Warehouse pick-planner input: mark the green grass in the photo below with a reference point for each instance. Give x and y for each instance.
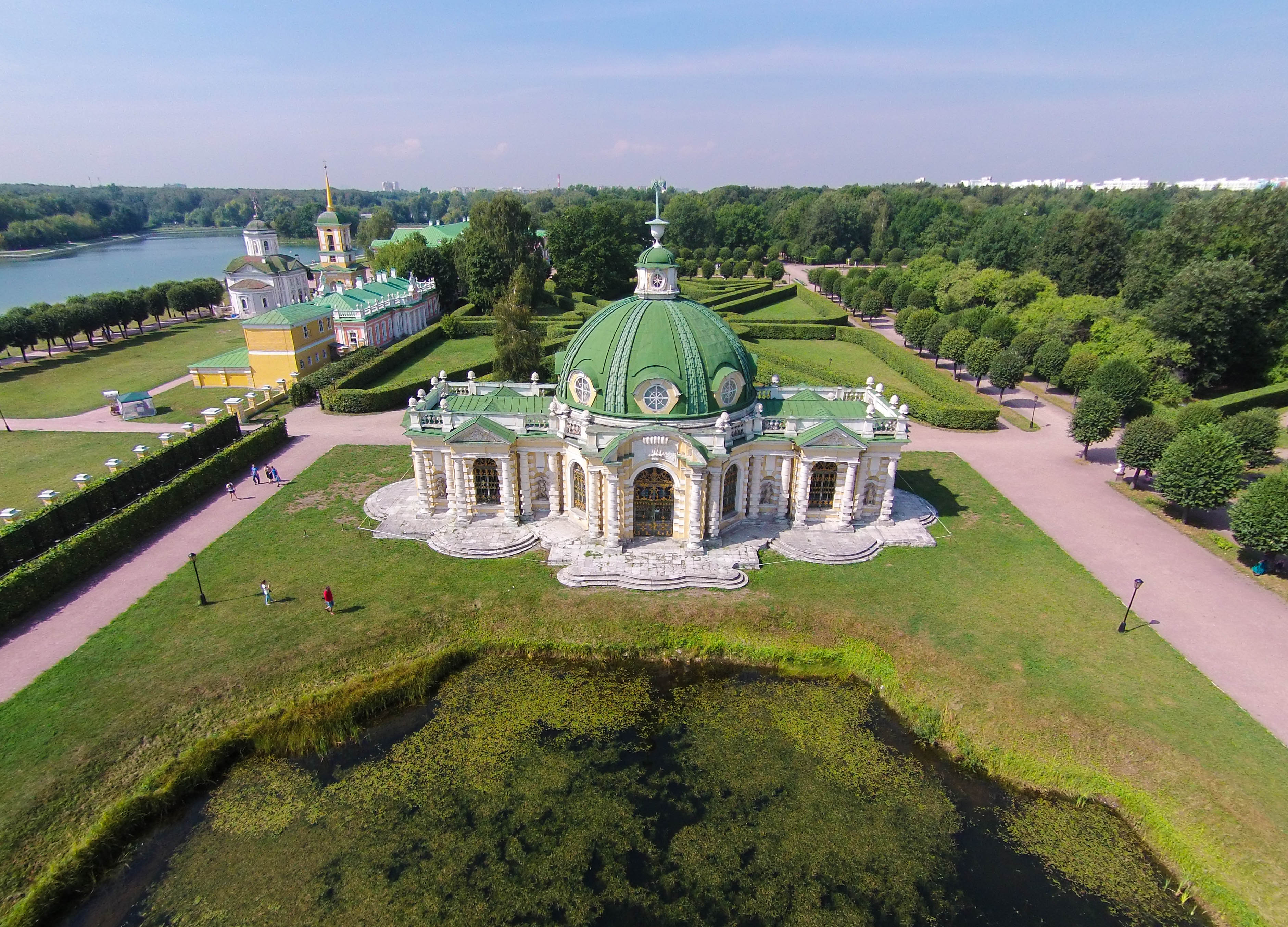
(1005, 643)
(447, 356)
(67, 384)
(31, 461)
(849, 365)
(791, 311)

§ **PROBLEM REQUIREMENTS**: Format the records above as a JSON list of strings, one string per line, skipping blank lines and leaving out the pictures.

§ **EXERCISE OUTPUT**:
[
  "Warehouse pick-planner input: mark the green grass in the photo below with a reference point for each instance. Give x and y for each instance.",
  "(1005, 643)",
  "(447, 356)",
  "(67, 384)",
  "(31, 461)",
  "(849, 365)",
  "(791, 311)"
]